**YOUR TASK:**
Could you rewrite all of the data below with "instance" swapped for "occurrence" and everything else unchanged? Leave the pictures out of your version.

**TASK DATA:**
____________
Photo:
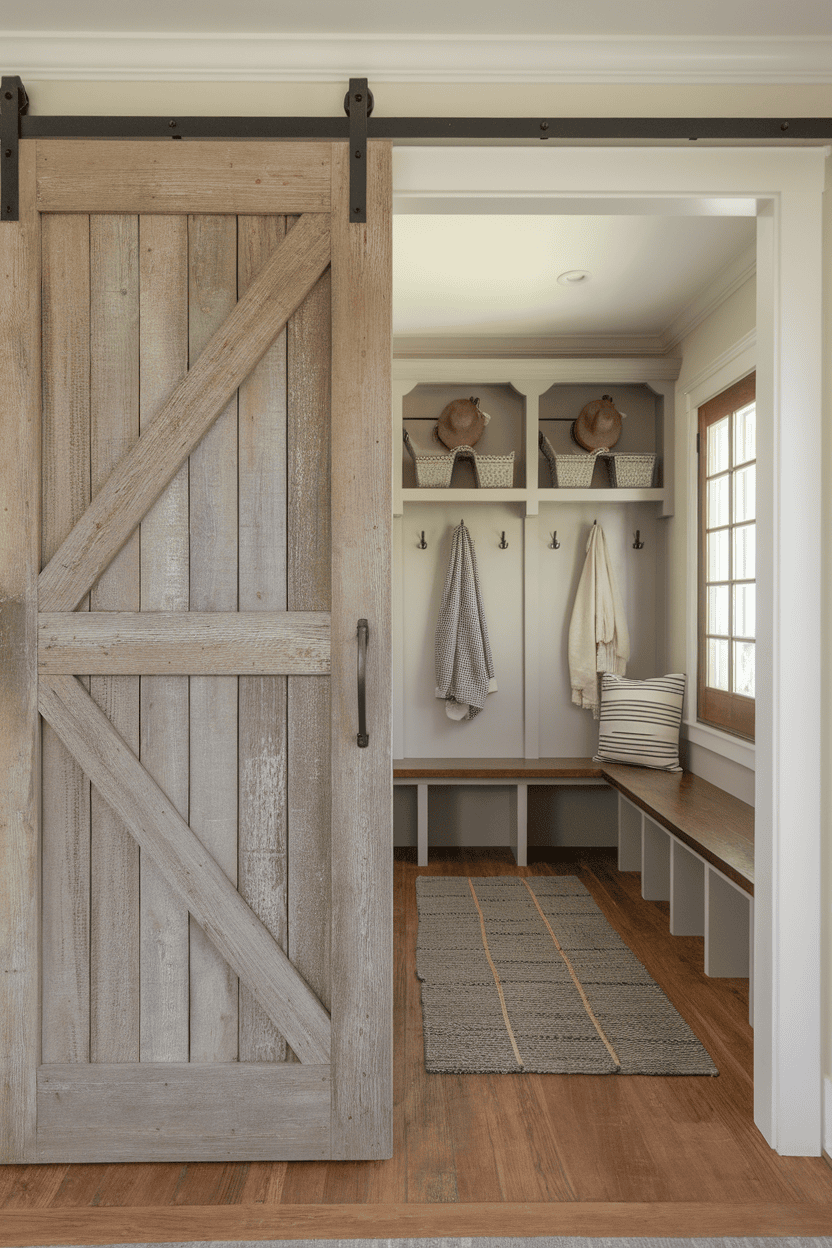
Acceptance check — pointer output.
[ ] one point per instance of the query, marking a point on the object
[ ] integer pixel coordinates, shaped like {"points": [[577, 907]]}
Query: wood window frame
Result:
{"points": [[730, 711]]}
____________
**FINISHED ANSWER:**
Photo:
Acceptance check — pointer output.
[ ] one point per occurrence of the query, marking a point on the object
[ ] integer pixel coordinates, shaped like {"points": [[577, 907]]}
Query: wood window frame
Result:
{"points": [[730, 711]]}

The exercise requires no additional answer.